== Entries shown

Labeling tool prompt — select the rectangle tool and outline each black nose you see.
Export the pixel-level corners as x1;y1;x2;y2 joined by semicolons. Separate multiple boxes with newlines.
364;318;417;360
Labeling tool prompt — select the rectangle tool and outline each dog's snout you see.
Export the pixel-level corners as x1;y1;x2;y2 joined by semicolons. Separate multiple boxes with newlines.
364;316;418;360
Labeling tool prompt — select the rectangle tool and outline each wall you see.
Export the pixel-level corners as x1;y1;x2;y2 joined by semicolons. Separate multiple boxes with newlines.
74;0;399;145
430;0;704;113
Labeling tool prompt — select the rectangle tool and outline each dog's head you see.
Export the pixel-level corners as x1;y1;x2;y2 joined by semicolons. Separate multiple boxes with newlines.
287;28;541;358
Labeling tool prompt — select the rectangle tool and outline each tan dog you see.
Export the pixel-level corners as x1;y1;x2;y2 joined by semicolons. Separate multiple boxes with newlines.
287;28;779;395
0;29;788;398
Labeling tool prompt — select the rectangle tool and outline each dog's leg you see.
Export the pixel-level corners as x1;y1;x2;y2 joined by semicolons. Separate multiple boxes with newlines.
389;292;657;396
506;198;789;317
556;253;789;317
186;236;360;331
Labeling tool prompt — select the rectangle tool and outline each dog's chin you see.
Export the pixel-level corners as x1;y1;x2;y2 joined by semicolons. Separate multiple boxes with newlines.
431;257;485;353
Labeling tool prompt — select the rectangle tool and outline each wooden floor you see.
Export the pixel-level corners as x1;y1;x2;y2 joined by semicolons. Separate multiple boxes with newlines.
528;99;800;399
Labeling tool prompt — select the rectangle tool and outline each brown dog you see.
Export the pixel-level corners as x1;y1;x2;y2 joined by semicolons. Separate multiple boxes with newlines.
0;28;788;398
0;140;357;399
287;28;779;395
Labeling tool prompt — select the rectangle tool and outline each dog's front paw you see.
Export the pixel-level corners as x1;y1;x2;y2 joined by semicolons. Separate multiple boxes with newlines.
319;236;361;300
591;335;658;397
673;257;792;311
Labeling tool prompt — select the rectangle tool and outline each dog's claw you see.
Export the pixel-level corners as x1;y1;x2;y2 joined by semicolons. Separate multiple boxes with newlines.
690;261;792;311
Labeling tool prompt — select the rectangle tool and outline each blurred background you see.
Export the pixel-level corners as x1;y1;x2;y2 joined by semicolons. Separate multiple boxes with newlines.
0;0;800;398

====

§ Problem requirements:
Rename "rectangle tool" to "box-drawing tool" everywhere in the listing above. Reproduce every line of it with no other change.

§ Correct result:
Labeling tool prompt — select the box-drawing tool and outline each black nose you see.
Export the pixel-level corners as x1;y1;x2;y2 joined by semicolons. Separate multiple boxes with newlines.
364;318;417;360
Labeling tool prompt — select the box-drawing tool and outline each dog's snout you see.
Export the pixel-level corners as x1;y1;x2;y2 joined by semicolons. Separate multiple boxes with newlines.
364;316;418;360
Labeling tool prompt — select the box-drawing tool and outline each wall you see.
Export the pixel-level corners as x1;y1;x2;y2 joined by semicolons. Separate multiple boxes with newlines.
74;0;399;145
430;0;704;113
Labeling tool prompt — select the box-drawing tool and outline each dog's head you see.
Export the pixel-level corners as x1;y1;x2;y2 joined by semicolons. Separate multiple boxes with newlines.
287;28;541;358
Labeling tool prompt — select the box-drawing tool and outline each tan dog you see.
Export the pixel-level corners as x1;y1;x2;y2 joined by semicolons. Separate multiple boxes with newlines.
287;28;779;395
0;29;788;398
Labeling tool prompt — select the box-drawing tool and outline each dog's leg you see.
Export the pixel-level corners as x1;y1;x2;y2 joined by semicolons. Separate multiple boxes with newlines.
389;292;657;396
506;198;789;317
556;253;789;317
186;236;360;331
Labeling tool prompt — select the box-drawing tool and outline each dog's chin you see.
Export the pixel-level corners as x1;y1;x2;y2 joined by semicolons. Separate multiple boxes with newlines.
431;257;485;353
Labeling tool prompt — select the box-drawing tool and outline each wooden floor you see.
Export the pixel-level corners as x1;y1;x2;y2 joined by semicolons. Separate multiple boxes with newlines.
528;99;800;399
Labeling tool prompt — select the box-drawing tool and outline each brown dog you see.
Export the pixel-level corners as x1;y1;x2;y2 joined by semicolons. Separate multiple boxes with newlines.
0;28;788;398
0;140;357;399
287;28;779;395
Labeling tool prompt — select the box-drawing tool and outline each dog's front paw you see.
Export the pixel-level corners as x1;y1;x2;y2 joined by semicolons. Separate multiple boxes with newlines.
319;236;361;300
591;335;658;397
673;257;792;311
Labeling tool prompt — select the box-drawing tool and outline each dog's claw you see.
Export the pixel-level corners as x1;y1;x2;y2 joined by semicolons. Separate multiple boxes with newlines.
690;261;792;311
Labeling tool prompt — select the box-drawing tool and outline each blurred background you see.
Export the pixel-level corners as x1;y1;x2;y2 joined by semicolons. Separate multiple boxes with newlines.
0;0;800;398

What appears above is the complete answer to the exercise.